Collect each line of the data below containing the word "that", with case counting toward a match.

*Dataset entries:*

****************************************

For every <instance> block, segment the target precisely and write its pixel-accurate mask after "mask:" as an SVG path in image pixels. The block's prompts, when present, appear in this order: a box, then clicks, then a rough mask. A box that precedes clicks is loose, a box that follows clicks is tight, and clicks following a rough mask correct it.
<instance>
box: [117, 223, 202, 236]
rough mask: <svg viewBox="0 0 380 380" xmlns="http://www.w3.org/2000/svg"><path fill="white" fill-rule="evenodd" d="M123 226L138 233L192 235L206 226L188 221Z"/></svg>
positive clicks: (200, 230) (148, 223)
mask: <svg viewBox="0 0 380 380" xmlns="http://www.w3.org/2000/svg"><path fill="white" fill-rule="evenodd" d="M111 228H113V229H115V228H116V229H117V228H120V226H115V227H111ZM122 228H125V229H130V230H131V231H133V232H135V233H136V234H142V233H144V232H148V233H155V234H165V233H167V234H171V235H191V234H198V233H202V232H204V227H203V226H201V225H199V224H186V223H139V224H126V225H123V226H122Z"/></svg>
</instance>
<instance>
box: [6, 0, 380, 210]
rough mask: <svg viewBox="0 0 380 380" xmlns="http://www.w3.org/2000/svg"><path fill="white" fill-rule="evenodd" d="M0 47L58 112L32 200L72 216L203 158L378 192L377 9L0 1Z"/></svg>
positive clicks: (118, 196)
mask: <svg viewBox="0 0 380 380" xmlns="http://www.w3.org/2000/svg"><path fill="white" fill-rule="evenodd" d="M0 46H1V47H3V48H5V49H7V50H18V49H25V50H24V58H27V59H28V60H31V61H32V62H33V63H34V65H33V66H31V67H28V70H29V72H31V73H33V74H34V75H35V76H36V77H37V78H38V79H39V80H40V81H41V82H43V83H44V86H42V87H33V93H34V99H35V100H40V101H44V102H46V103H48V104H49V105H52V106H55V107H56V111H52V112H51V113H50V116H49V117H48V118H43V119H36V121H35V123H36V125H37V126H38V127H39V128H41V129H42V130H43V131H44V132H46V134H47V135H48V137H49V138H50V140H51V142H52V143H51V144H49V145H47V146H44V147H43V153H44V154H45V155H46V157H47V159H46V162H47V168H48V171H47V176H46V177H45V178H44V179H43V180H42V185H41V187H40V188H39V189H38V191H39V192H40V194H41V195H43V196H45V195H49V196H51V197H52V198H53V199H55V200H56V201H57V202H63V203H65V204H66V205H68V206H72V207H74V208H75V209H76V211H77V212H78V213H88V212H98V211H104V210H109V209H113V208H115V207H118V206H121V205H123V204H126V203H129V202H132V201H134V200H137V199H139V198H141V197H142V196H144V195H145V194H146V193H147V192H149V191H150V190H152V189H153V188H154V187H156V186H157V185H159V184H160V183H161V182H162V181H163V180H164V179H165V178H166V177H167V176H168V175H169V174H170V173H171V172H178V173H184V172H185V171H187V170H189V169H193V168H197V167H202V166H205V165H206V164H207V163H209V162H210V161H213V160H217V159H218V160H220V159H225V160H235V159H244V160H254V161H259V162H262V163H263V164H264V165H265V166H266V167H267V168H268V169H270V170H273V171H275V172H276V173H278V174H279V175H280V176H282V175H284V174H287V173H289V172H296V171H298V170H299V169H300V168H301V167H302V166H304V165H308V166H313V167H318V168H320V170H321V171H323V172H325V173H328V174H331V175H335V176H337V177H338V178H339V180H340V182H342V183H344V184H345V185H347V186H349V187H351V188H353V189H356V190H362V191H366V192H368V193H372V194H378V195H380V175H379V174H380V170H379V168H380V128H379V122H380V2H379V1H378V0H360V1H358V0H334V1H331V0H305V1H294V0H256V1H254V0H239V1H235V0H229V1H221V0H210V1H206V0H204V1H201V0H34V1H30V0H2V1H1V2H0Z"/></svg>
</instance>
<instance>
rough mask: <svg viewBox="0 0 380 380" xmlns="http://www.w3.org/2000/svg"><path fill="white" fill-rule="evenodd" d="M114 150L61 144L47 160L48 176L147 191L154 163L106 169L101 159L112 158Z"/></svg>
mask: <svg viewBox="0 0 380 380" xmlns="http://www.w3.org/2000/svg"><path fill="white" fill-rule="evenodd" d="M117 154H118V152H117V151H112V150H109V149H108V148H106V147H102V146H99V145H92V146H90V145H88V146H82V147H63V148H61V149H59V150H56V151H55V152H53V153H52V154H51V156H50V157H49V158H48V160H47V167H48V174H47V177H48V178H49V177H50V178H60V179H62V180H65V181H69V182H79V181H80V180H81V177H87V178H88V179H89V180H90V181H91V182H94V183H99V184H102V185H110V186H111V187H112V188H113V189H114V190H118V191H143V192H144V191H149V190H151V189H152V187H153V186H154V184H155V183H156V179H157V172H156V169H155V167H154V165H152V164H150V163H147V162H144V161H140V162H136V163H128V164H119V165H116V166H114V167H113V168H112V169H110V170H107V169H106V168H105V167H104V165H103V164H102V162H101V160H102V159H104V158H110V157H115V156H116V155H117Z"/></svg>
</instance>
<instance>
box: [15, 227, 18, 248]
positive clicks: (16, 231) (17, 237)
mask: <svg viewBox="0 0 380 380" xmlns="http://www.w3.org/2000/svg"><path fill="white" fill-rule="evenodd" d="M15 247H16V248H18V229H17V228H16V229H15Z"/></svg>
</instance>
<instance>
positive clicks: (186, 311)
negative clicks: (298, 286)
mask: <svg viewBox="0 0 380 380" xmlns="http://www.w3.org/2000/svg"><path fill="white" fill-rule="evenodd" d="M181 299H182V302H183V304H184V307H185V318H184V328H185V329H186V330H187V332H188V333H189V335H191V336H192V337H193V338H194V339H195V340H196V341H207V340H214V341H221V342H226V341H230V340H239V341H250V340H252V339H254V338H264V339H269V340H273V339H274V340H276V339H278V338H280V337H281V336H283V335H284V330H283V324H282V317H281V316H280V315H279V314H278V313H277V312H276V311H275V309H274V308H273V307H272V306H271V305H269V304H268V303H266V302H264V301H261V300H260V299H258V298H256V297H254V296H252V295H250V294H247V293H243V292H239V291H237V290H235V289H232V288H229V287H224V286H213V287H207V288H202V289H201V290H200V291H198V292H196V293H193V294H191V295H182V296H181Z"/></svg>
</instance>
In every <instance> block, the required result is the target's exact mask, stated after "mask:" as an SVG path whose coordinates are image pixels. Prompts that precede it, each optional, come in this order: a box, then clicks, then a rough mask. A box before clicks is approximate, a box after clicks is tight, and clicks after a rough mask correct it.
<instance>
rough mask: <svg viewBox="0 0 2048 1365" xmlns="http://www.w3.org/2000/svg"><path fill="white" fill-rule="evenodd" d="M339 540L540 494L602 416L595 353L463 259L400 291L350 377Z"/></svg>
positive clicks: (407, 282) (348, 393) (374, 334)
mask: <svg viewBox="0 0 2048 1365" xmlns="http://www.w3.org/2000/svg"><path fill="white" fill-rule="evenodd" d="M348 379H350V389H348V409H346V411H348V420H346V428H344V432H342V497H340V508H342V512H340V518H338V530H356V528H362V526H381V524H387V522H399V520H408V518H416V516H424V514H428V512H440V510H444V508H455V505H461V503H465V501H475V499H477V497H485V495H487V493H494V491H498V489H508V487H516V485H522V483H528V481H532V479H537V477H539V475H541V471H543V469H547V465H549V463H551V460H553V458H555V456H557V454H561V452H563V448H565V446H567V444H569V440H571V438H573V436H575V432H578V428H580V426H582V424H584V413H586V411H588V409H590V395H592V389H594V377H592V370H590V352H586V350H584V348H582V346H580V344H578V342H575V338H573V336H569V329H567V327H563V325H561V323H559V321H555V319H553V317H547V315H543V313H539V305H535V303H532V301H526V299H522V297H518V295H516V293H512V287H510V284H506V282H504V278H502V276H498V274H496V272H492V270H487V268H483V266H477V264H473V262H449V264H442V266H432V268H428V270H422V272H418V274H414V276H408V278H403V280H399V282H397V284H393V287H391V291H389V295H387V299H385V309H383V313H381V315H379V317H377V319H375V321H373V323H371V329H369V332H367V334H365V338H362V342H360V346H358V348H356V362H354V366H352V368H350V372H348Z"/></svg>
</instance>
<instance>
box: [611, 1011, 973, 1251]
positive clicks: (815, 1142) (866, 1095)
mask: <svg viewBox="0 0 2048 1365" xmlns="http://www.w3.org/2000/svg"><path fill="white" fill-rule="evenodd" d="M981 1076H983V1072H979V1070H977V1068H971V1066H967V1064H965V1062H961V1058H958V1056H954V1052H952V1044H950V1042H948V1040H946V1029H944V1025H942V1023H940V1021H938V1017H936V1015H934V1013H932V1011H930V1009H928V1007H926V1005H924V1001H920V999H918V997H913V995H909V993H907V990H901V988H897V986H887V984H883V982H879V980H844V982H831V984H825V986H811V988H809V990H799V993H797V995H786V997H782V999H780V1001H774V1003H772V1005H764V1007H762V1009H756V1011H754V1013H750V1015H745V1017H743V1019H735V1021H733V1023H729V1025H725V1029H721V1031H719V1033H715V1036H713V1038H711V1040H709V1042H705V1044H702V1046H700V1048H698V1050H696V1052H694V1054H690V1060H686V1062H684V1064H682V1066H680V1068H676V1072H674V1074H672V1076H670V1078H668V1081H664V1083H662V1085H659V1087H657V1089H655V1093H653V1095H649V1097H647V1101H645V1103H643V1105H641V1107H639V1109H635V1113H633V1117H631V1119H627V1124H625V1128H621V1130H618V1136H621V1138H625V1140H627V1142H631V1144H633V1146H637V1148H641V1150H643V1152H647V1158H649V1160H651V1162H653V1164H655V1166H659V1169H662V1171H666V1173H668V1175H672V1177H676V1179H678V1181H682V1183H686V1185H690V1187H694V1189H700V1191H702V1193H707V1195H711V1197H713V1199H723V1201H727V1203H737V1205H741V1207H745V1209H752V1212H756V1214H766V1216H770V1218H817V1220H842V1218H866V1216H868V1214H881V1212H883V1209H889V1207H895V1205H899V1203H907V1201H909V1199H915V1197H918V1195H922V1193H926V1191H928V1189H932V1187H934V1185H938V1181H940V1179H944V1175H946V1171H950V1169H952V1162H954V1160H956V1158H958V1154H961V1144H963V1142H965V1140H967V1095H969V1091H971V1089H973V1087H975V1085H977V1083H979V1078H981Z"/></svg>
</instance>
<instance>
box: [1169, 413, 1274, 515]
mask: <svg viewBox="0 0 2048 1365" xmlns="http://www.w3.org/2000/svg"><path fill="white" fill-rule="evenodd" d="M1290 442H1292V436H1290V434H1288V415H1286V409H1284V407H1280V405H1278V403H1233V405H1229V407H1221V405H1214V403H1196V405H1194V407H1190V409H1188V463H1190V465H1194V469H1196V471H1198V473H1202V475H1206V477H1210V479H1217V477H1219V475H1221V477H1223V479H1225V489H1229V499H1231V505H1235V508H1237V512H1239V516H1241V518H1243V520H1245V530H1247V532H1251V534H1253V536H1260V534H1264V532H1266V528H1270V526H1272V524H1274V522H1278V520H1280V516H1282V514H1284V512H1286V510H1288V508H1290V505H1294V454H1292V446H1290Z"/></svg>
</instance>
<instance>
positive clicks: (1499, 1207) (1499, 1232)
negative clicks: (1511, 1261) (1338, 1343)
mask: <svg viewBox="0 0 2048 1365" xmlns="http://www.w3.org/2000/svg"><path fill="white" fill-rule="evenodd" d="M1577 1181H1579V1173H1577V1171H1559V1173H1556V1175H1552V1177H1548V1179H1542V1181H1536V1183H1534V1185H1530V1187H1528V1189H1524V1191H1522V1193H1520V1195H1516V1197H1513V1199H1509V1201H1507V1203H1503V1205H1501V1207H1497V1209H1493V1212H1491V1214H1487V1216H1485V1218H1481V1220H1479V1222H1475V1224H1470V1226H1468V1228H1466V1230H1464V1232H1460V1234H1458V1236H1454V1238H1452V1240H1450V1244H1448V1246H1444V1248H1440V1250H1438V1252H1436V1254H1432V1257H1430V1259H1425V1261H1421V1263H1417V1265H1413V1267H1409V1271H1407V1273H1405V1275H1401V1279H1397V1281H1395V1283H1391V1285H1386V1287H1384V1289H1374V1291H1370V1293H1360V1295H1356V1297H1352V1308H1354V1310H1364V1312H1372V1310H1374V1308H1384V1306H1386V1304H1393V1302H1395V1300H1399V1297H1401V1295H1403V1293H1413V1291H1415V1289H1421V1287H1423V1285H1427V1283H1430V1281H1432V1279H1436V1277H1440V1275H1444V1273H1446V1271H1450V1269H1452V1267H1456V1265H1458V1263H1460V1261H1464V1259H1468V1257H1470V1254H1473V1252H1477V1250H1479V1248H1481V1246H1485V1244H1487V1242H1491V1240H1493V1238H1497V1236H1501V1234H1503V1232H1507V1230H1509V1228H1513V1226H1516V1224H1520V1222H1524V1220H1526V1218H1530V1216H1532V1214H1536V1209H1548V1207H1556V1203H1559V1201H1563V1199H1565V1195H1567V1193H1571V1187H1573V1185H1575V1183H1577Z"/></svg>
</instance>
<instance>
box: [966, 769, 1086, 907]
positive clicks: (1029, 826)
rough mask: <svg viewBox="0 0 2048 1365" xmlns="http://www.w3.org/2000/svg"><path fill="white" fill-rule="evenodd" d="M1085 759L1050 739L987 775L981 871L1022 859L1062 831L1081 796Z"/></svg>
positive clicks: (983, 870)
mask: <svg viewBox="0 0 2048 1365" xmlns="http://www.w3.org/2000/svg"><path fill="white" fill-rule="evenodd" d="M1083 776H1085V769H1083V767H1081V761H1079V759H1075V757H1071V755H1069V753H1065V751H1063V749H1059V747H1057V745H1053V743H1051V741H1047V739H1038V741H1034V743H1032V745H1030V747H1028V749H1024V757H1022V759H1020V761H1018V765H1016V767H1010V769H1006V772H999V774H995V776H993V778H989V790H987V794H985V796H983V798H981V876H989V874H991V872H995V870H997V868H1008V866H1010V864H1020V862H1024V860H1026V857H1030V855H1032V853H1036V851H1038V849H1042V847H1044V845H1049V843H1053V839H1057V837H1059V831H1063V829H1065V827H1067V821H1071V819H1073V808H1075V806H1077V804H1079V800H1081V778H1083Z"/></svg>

****************************************

*RESPONSE AREA:*
For every <instance> block, segment the target precisely and write its pixel-accurate mask after "mask:" as an SVG path in image pixels. The block's prompts, when present, appear in this order: a box, then clicks, then a rough mask. A box that precedes clicks is loose, a box that follows clicks is tight, and clicks following a rough mask correct it.
In every <instance> block, the required result is the target's exact mask, stated after "mask:" as an SVG path whose coordinates are image pixels. Prompts that precede it, each optional, come in this order: a box, then clicks, then a rough mask. A box before clicks is approximate, a box after clicks is tight, and clicks after a rough mask correct it.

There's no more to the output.